1 January 2013
Clinical research, clinical research informatics, data quality, electronic health records, knowledge acquisition, knowledge acquisition and knowledge management, knowledge bases, knowledge representations, methods for integration of information from disparate sources, secondary use
To review the methods and dimensions of data quality assessment in the context of electronic health record (EHR) data reuse for research.
A review of the clinical research literature discussing data quality assessment methodology for EHR data was performed. Using an iterative process, the aspects of data quality being measured were abstracted and categorized, as well as the methods of assessment used.
Five dimensions of data quality were identified, which are completeness, correctness, concordance, plausibility, and currency, and seven broad categories of data quality assessment methods: comparison with gold standards, data element agreement, data source agreement, distribution comparison, validity checks, log review, and element presence.

• [EXERCISE DIRECTIONS]
Answer these questions about the data quality review above.
1. What type of data does the review assess for reuse in research?
2. What kind of process was used to abstract and categorize the aspects of data quality?
3. How many dimensions of data quality were identified?

• [RECORDED DATA]
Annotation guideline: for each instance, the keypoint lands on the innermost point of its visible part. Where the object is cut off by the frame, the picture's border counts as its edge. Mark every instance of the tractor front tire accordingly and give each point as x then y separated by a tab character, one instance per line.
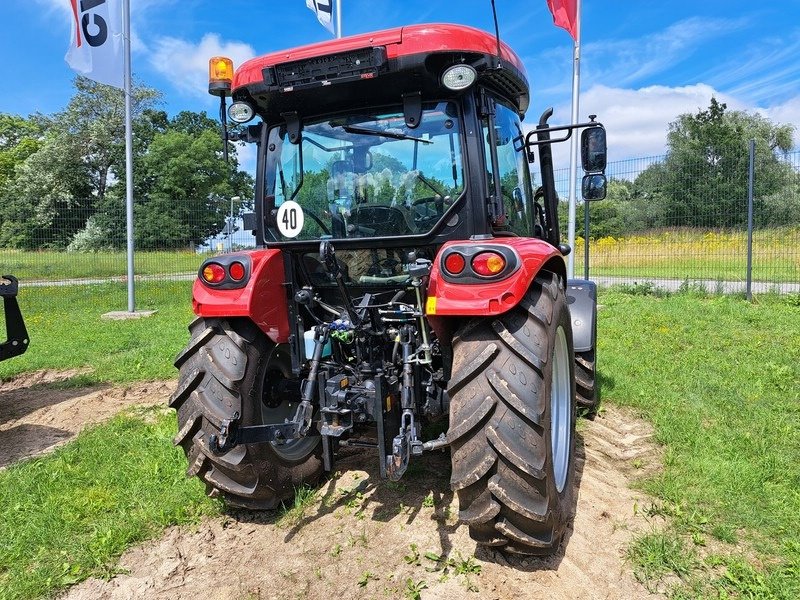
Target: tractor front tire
512	423
226	369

• [YOUR RESPONSE]
1. Electronic health record (EHR) data.
2. An iterative process.
3. Five.